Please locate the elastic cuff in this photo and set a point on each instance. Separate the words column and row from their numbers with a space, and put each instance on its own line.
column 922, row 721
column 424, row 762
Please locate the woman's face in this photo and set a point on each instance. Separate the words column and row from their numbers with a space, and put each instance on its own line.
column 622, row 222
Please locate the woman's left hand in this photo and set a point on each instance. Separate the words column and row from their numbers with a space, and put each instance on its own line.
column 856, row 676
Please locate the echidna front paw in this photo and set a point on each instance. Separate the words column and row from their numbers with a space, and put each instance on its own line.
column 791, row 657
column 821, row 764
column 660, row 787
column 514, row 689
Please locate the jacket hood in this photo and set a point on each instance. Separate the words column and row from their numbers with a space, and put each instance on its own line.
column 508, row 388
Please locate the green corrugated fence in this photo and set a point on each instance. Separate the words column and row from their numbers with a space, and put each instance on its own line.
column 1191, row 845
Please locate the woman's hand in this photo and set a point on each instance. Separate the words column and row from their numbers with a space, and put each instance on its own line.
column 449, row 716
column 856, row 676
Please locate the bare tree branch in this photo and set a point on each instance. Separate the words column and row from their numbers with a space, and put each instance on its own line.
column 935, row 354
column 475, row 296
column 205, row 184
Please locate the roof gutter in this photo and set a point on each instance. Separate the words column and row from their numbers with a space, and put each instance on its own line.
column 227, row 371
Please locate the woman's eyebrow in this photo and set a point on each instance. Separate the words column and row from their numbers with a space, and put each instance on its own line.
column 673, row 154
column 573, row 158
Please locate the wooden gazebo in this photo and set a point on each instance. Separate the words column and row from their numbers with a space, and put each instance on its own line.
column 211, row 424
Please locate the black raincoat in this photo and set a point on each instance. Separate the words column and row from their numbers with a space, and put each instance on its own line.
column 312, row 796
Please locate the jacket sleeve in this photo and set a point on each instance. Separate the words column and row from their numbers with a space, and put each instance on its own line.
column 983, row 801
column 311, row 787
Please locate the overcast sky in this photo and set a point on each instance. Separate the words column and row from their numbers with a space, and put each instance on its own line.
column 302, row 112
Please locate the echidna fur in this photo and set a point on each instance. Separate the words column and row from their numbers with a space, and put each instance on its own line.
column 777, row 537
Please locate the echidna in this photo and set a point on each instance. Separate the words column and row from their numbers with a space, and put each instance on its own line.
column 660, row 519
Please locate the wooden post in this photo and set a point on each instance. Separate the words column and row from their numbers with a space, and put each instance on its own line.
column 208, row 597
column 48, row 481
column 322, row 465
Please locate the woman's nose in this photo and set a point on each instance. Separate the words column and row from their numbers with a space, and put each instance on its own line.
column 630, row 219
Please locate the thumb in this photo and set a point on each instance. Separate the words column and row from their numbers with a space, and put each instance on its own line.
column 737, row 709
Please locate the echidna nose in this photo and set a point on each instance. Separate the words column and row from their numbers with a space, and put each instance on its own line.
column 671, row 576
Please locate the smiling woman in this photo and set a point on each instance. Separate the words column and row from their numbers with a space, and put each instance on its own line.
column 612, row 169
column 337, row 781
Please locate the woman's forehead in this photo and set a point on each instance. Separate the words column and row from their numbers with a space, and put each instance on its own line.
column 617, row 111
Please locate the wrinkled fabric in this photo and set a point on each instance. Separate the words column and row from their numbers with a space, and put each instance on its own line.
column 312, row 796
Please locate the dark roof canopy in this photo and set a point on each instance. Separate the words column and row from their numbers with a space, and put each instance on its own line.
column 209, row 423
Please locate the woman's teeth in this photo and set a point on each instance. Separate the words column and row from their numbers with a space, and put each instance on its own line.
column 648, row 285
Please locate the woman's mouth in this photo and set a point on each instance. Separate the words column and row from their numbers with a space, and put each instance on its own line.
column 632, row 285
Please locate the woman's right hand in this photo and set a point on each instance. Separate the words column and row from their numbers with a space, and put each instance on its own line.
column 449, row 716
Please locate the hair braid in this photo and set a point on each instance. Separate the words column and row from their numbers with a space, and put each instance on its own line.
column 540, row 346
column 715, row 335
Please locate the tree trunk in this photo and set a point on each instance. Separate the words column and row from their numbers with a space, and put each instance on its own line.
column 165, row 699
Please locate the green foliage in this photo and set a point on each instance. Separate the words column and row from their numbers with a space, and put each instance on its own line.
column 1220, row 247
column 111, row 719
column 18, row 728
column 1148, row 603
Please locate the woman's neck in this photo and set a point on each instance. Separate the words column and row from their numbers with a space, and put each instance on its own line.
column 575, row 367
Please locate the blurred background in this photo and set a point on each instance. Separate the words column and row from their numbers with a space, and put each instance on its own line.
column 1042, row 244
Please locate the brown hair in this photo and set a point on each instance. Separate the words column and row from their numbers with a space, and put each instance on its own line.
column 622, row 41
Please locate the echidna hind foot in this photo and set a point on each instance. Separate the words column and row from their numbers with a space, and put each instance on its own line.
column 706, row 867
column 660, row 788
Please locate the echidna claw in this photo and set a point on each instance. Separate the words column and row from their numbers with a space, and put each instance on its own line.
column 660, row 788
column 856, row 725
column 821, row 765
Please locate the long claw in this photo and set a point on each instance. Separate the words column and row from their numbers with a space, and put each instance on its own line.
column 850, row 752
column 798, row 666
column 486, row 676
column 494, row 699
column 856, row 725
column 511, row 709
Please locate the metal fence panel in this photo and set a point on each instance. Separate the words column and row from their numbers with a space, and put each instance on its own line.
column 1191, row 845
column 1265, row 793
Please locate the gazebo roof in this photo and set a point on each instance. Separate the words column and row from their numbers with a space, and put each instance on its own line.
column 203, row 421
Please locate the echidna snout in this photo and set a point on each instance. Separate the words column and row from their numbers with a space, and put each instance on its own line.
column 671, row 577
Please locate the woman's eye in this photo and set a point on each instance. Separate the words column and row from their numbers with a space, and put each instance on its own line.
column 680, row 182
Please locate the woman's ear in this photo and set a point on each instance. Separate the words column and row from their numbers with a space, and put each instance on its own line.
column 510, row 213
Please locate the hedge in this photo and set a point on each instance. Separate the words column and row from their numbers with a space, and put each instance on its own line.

• • • • •

## Task instructions
The records must be given again in full, exactly as they were written.

## Response for this exercise
Please locate the elastic cuff in this photo and set a point on each instance. Separate the words column and row from their numbers with a space, and put each instance on its own line.
column 922, row 721
column 424, row 762
Please locate the woman's face in this photo and set a point on each instance. Separate the words column and row from their numbers with a space, and put each instance on its own line.
column 622, row 222
Please locate the woman's left hand in this photo and set a point on each instance. Separate the words column and row from their numbers with a space, and put each instance on its own line.
column 856, row 676
Please locate the echidna front paw in this photo and set a point on each instance. Separate the words column and row from their numbers with a space, and put each instance on its own line.
column 791, row 657
column 821, row 764
column 660, row 787
column 514, row 689
Please locate the jacket hood in this photo and set a point on each instance. Separate the words column and row from their numbers with a space, and put each instance on its own line.
column 508, row 388
Please locate the green corrugated fence in this photo and set a point on each instance. Separate the words column and row from their numbers with a space, and put each instance on its own line.
column 1191, row 845
Please locate the woman's hand in this photo and set a point on each instance. Separate the words column and row from their numbers with a space, and put each instance on its own line.
column 449, row 716
column 856, row 676
Please locate the bare tree branch in this photo and set a point on each instance. Separate the words column and row from their numbers with a space, and put each instance on its own line.
column 935, row 354
column 475, row 296
column 205, row 184
Please locate the roof gutter in this photo and set a point on each instance. Separate the words column and row from their numbers with a space, and put each instance on its own line.
column 227, row 371
Please locate the woman's eyebrow in this photo and set a point on each instance. Separate the words column and row from their numbers with a space, and put each instance on its own line.
column 673, row 154
column 573, row 158
Please locate the wooden gazebo in this photo and set a point on each instance. Separate the words column and row from their numbers with a space, and put each instance on its own line.
column 211, row 424
Please locate the black raincoat in this photo and set a point on each instance. Separate the words column and row from their numbers with a space, and put each instance on its own line.
column 312, row 796
Please locate the jacket sleeve in this photo and set a point on each instance. Separate the words column and row from their numbers with a space, and put each instance on its own line.
column 983, row 801
column 311, row 787
Please locate the overcast sky in this photo and set a point on each instance. Separate the words column and row from their numbers with a space, and put each instance on its own line.
column 302, row 112
Please locate the echidna fur in this photo and set a point on each instance. Separate the words column and row from their numbers with a space, and put each instance on its own line.
column 777, row 537
Please locate the echidna in this photo and set a point on each instance. Separate the words column and row from their numbers with a space, and put each instance on its own line.
column 660, row 519
Please locate the wooden post in this photo and set a point on each instance. Separate the words column and row from their numbers with a space, and put each instance on its own line.
column 208, row 597
column 48, row 481
column 322, row 465
Please locate the woman's nose in this photo and set a point on each instance. Separate the words column and row from their numbers with a space, and put each instance on its own line.
column 630, row 219
Please locate the thumb in this photo and set a point on each instance. Separate the words column and row from their numbers with a space, and put each instance on its own line.
column 737, row 709
Please locate the echidna nose in this photo and set a point on each instance. Separate the words column and row from their numbers with a space, and put each instance on its own line.
column 671, row 576
Please locate the smiling woman in this photo and set a point on each instance. Separate the words column and row from their numbers with a space, and put each instance on its own line.
column 612, row 169
column 337, row 781
Please locate the woman's forehead in this photo and set a point on each instance. Separate the words column and row from their numbers with a space, and put each instance on its own line.
column 617, row 111
Please locate the wrinkled fabric in this photo and set a point on each instance. Separate the words column and row from their numbers with a space, and put each instance on its own line.
column 312, row 796
Please locate the dark roof canopy in this photo and set a point on each instance. Separate the words column and row from their numbers with a space, and put each instance on its own line.
column 209, row 423
Please locate the woman's teeth in this photo and set a point on each instance. Separate the words column and row from their numbers with a space, and put each instance on its own line.
column 648, row 285
Please locate the woman's mouth in this photo and set a point on each instance. Separate the words column and row from their numbers with a space, and put each instance on its own line.
column 632, row 285
Please locate the woman's right hand in this photo and set a point on each instance. Separate the words column and row from their numbers with a space, and put each instance on its own line.
column 449, row 716
Please locate the hair braid in this photo and set a point on each instance. Separate the words column and row from their numbers with a space, and put each instance on its own line.
column 540, row 346
column 715, row 335
Please locate the tree trunk in this photo and set a point on each instance. Separate the words column and row from their numbers with a space, and put each instance on its own line.
column 165, row 699
Please locate the green foliage in this photo and set a point on each instance. Separate the words column and row from their numbers with a space, and put each instance on its own line.
column 1220, row 247
column 111, row 719
column 18, row 728
column 1148, row 603
Please locate the woman's neck in this photo and set a point on each instance. Separate the words column and row from their numbers with a space, and put each instance on its own line.
column 575, row 367
Please locate the blurred background in this photo and set a point on each instance. Separate the words column and row from their numbers with a space, and put each instance on its own line.
column 1042, row 244
Please locate the brown hair in this photo and set a point on each instance. Separate the words column and row from their numbers with a space, and put each instance on its own line.
column 622, row 41
Please locate the echidna hind foot in this photo and set a point on each instance. Separate the words column and row from their numbers with a space, and put each instance on its own line.
column 706, row 867
column 660, row 788
Please locate the echidna claw in this photo and set a point on each instance. Separate the words column and row from their numbers with a space, and put each instance on its own line.
column 660, row 788
column 856, row 725
column 821, row 765
Please locate the long claw in this photo and set a point on each instance. Separate the words column and row from their numbers with a space, and put each instance on its own line.
column 850, row 752
column 798, row 666
column 486, row 676
column 494, row 699
column 856, row 725
column 511, row 709
Please locate the metal fence panel in this photo and set a point on each instance. Separate the words column and row from their numbers with a space, and put each instance on its own line.
column 1191, row 845
column 1265, row 793
Please locate the gazebo roof in this photo and set a point on each instance. Separate the words column and row from their numbers with a space, and put each instance on its own line.
column 203, row 421
Please locate the echidna snout in this photo and set a point on each instance. Separate the words column and row from their numbers with a space, and put each instance on its own line.
column 671, row 577
Please locate the woman's eye in this photo and set a point on each instance. Separate the words column and row from their numbers with a space, and put each instance on its own line.
column 680, row 182
Please locate the woman's ear in this photo and set a point on each instance. Separate the words column and row from their numbers with a space, and put each instance on its own line.
column 510, row 213
Please locate the hedge in this photo and set a point on each instance. Separate the words column and row from their numbers with a space, and put each instance on its own line.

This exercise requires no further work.